• What the task requires:
Please copy every line of the records below word for word, with nothing changed or left out.

• Recorded data:

- - -

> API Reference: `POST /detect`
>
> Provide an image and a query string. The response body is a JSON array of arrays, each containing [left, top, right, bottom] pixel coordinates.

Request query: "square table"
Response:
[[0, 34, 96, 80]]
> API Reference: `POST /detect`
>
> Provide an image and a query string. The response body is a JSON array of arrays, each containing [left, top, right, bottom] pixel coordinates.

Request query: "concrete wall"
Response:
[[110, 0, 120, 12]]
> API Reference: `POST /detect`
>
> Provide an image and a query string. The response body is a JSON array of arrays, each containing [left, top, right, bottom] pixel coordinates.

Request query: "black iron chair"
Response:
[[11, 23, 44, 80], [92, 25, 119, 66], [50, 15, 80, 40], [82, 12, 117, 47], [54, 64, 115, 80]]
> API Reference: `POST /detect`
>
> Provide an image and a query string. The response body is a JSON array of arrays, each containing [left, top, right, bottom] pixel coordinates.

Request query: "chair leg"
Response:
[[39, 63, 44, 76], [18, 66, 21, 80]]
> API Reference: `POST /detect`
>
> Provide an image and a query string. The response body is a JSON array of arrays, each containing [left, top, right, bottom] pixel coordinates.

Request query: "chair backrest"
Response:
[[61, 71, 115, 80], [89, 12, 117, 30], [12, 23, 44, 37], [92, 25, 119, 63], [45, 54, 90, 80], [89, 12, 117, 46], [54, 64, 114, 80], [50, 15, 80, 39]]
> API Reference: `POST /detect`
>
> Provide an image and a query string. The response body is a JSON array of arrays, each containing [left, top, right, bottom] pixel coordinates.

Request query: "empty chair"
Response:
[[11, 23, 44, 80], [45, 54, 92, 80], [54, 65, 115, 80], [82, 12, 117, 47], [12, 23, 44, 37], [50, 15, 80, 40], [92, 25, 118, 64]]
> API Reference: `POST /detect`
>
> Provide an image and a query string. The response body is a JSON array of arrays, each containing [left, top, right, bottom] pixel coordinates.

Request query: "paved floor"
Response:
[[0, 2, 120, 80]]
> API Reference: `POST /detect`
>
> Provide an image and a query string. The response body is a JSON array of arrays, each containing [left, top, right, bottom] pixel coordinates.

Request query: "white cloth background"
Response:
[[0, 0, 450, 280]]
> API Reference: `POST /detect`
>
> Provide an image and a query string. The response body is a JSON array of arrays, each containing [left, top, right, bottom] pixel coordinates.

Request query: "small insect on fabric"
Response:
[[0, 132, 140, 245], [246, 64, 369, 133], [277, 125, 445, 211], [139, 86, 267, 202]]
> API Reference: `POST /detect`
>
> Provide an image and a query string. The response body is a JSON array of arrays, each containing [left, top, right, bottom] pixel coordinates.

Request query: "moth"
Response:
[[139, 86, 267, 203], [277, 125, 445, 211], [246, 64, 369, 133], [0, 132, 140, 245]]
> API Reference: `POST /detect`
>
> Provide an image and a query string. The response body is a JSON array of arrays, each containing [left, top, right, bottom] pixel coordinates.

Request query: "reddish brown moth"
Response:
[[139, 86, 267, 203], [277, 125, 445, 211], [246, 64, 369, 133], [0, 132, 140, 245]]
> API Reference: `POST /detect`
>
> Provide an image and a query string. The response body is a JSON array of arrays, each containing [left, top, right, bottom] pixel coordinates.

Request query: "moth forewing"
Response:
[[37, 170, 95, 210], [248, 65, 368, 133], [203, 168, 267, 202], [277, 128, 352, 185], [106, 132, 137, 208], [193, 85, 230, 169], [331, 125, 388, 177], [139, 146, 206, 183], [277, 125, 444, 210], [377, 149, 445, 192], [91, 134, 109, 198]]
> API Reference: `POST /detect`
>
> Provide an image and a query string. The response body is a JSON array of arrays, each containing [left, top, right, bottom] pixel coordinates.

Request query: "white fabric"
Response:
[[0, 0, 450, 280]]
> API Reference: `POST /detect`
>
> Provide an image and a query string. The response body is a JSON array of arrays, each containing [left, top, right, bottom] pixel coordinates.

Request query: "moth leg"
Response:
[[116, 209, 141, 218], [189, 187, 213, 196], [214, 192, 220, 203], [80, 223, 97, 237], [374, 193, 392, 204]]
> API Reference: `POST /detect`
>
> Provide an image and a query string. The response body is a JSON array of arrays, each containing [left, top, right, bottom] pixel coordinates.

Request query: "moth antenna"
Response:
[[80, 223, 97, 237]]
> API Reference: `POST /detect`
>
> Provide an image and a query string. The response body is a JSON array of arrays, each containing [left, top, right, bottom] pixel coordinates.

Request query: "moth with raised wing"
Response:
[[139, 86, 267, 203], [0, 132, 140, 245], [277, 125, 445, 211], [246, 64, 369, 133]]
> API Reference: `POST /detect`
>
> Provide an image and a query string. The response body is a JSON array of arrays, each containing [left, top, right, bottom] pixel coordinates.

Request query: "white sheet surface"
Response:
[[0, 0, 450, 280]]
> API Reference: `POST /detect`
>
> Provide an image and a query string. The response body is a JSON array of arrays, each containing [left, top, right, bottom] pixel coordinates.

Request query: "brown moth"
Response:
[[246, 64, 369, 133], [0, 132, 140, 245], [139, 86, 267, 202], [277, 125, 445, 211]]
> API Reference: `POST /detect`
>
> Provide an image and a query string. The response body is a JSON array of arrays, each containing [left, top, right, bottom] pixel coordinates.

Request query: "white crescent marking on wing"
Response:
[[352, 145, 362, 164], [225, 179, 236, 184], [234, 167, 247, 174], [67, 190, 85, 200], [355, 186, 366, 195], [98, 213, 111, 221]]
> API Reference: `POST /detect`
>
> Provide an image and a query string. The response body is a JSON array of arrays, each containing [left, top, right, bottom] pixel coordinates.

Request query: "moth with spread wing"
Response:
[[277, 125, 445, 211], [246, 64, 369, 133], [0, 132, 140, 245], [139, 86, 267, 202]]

- - -

• Worked solution:
> API Reference: `POST /detect`
>
> Provide an image and a query string. The response body is a JSON array of arrays, each containing [left, top, right, bottom] pixel coordinates.

Request query: "square table"
Response:
[[0, 34, 96, 80]]
> API Reference: `POST /detect`
>
> Provide an image and a query string. The response body is a JSON array of arrays, each containing [left, top, right, bottom] pixel coordinates.

Request query: "concrete wall"
Response:
[[110, 0, 120, 12]]
> API Reference: `POST /detect`
>
> Provide an image and a query string. The response body is a JSON array of arrays, each containing [left, top, right, bottom] pixel coordinates.

Request query: "black iron chair"
Response:
[[11, 23, 44, 80], [92, 25, 119, 66], [50, 15, 80, 40], [82, 12, 117, 47], [54, 64, 115, 80]]
> API Reference: `POST /detect`
>
> Provide an image and a query string. The response body is a JSON array of arrays, each containing [left, top, right, bottom] pixel coordinates.

Request query: "chair leg"
Response:
[[39, 63, 44, 76], [18, 66, 21, 80]]
> API Reference: `POST /detect`
>
> Provide an image and a query string. The response body is a JSON array of arrays, each containing [left, top, right, bottom] pixel coordinates.

Request query: "chair backrest"
Response:
[[61, 71, 115, 80], [89, 12, 117, 30], [12, 23, 44, 37], [92, 25, 119, 63], [45, 54, 90, 80], [89, 12, 117, 46], [54, 64, 114, 80], [50, 15, 80, 39]]
> API Reference: `POST /detect`
>
> Provide an image and a query string. The response body is a JSON array of arrays, each containing [left, top, right, bottom] pixel coordinates.

Request query: "empty chair"
Response:
[[11, 23, 44, 80], [45, 54, 92, 80], [54, 65, 115, 80], [82, 12, 117, 47], [12, 23, 44, 37], [50, 15, 80, 40], [92, 25, 118, 64]]
> API Reference: `POST /detect`
>
> Provide an image and a query string. The response body is a JSON array of arrays, each containing [left, top, right, bottom] pixel coordinates.

Request query: "paved floor"
Response:
[[0, 2, 120, 80]]
> API Reference: `POST /detect`
>
> Provide an image and a query string. The response body is a JSON array of arrays, each containing [left, top, right, bottom] pixel coordinates.

Request query: "white cloth background"
Response:
[[0, 0, 450, 280]]
> API Reference: `POST /detect`
>
> Provide an image and a query string. The response body is a JSON array of arrays, each containing [left, top, right, bottom] pixel coordinates.

Request query: "small insect on fabric"
Response:
[[0, 132, 140, 245], [246, 64, 369, 133], [277, 125, 445, 211], [139, 86, 267, 202]]
> API Reference: `POST /detect`
>
> Provide an image and a query string. The response body is a JSON array of arrays, each containing [left, top, right, bottom] pixel coordinates.

Request query: "moth"
Response:
[[139, 86, 267, 203], [277, 125, 445, 211], [246, 64, 369, 133], [0, 132, 140, 245]]
> API Reference: `POST /detect`
>
> Provide an image and a query string. The response body is a JSON array of arrays, each containing [left, top, right, bottom] pixel coordinates.

Request query: "reddish brown moth"
Response:
[[139, 86, 267, 203], [277, 125, 445, 211], [246, 64, 369, 133], [0, 132, 140, 245]]
> API Reference: `POST /detect`
>
> Provide an image and a query string. The response body is a JSON array of arrays, each containing [left, top, right, bottom] pixel coordinates.

Request query: "moth forewing"
Response:
[[37, 170, 95, 210], [248, 65, 368, 133], [203, 168, 267, 202], [277, 128, 352, 185], [106, 132, 137, 208], [193, 85, 230, 169], [331, 125, 388, 177], [139, 146, 206, 183], [277, 125, 444, 210], [377, 149, 445, 192], [91, 134, 109, 198]]
> API Reference: `POST /detect`
>
> Provide an image and a query string. The response body is a JSON array of arrays, each containing [left, top, right, bottom] pixel coordinates.

Request query: "white fabric"
Response:
[[0, 0, 450, 280]]
> API Reference: `POST /detect`
>
> Provide an image and a query string. The response body is a JSON array of arrays, each containing [left, top, right, bottom] pixel coordinates.

Request query: "moth leg"
Response:
[[116, 209, 141, 218], [189, 187, 213, 196], [214, 192, 220, 203], [80, 223, 97, 237], [374, 193, 392, 204]]
> API Reference: `POST /detect`
>
> Provide an image and a query string. The response body is a JSON array of arrays, each containing [left, top, right, bottom] pixel coordinates.

Request query: "moth antenna"
Response:
[[80, 223, 97, 237]]
> API Reference: `POST /detect`
>
> Provide an image and a query string. The response body is a JSON array of arrays, each containing [left, top, right, bottom] pixel coordinates.

Request query: "moth with raised wing"
Response:
[[139, 86, 267, 203], [0, 132, 140, 245], [277, 125, 445, 211], [246, 64, 369, 133]]
> API Reference: `POST /detect`
>
> Provide an image and a query string. The response body is a JSON array of arrays, each containing [left, top, right, bottom] pixel coordinates.

Request query: "white sheet surface"
Response:
[[0, 0, 450, 280]]
> API Reference: `POST /detect`
>
> Provide an image and a query string. The response body is a JSON array of arrays, each containing [left, top, right, bottom] pixel coordinates.

Request query: "brown moth"
Response:
[[246, 64, 369, 133], [0, 132, 140, 245], [139, 86, 267, 202], [277, 125, 445, 211]]
> API Reference: `POST /detect`
>
> Provide an image and a query string. The response body is a JSON array of arrays, each containing [left, top, right, bottom] pixel coordinates.

Request query: "white crescent marking on wing"
Response:
[[352, 145, 362, 164], [225, 179, 236, 184], [234, 167, 247, 174], [67, 190, 85, 200], [355, 186, 366, 195], [98, 213, 111, 221]]
> API Reference: `POST /detect`
>
> Provide an image and a query string. The response body is a JSON array of arrays, each containing [left, top, right, bottom] pixel coordinates.

Request query: "moth with spread wing"
Response:
[[277, 125, 445, 211], [246, 64, 369, 133], [0, 132, 140, 245], [139, 86, 267, 202]]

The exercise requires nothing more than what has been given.